— begin —
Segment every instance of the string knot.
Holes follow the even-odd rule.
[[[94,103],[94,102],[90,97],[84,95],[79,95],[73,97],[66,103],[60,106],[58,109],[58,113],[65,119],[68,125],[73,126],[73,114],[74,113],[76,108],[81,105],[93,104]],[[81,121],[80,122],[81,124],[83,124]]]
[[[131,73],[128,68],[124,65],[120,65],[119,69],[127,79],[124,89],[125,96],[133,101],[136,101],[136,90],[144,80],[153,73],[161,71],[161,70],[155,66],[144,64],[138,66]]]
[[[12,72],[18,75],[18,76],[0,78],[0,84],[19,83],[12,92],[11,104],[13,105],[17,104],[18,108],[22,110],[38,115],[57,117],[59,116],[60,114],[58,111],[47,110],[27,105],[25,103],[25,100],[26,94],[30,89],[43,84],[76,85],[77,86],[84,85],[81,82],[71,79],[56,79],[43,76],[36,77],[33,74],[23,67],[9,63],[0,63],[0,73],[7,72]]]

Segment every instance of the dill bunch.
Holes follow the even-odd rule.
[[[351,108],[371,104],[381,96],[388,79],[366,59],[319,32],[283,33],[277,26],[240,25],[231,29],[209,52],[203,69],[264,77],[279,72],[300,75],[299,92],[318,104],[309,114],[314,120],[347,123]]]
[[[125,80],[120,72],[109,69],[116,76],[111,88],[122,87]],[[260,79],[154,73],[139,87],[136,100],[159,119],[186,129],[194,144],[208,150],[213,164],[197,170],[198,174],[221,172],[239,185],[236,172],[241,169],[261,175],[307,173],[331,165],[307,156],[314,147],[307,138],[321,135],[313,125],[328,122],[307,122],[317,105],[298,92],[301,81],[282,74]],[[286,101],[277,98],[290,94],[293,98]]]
— end —
To do:
Could you format every line of the records above as a numbered list, leaving out the blank lines?

Response to the task:
1. Segment every instance of the string knot.
2. Holes follow the even-odd rule.
3. [[[94,103],[94,102],[90,97],[84,95],[79,95],[73,97],[66,103],[60,106],[58,109],[58,113],[65,119],[68,125],[73,126],[73,114],[74,113],[76,108],[81,105],[93,104]],[[81,121],[80,122],[81,124],[83,124]]]
4. [[[131,73],[128,68],[124,65],[120,65],[119,69],[127,79],[124,89],[125,96],[133,101],[136,101],[136,90],[144,80],[153,73],[161,71],[161,70],[155,66],[144,64],[138,66]]]
5. [[[12,72],[18,75],[18,76],[0,78],[0,84],[19,83],[12,92],[11,104],[13,105],[17,104],[18,108],[22,110],[38,115],[57,117],[59,116],[60,114],[58,111],[47,110],[27,105],[25,103],[25,100],[26,94],[30,89],[43,84],[76,85],[77,86],[84,85],[81,82],[71,79],[56,79],[43,76],[36,77],[33,74],[23,67],[9,63],[0,63],[0,73],[7,72]]]
6. Segment every instance of the dill bunch.
7. Holes follow the even-odd rule.
8. [[[351,108],[371,104],[381,96],[388,79],[366,59],[319,32],[283,33],[277,26],[240,25],[231,29],[209,52],[203,69],[264,77],[279,72],[300,75],[299,92],[318,104],[309,114],[314,120],[347,123]]]
9. [[[125,80],[120,72],[109,69],[116,76],[111,88],[122,87]],[[260,79],[154,73],[139,87],[136,100],[159,119],[186,129],[194,144],[208,150],[213,164],[197,170],[198,174],[221,172],[239,185],[236,172],[241,169],[261,175],[307,173],[331,165],[307,156],[314,147],[307,138],[321,135],[313,125],[328,122],[307,122],[317,105],[298,92],[301,81],[282,74]],[[286,101],[277,98],[290,94],[293,98]]]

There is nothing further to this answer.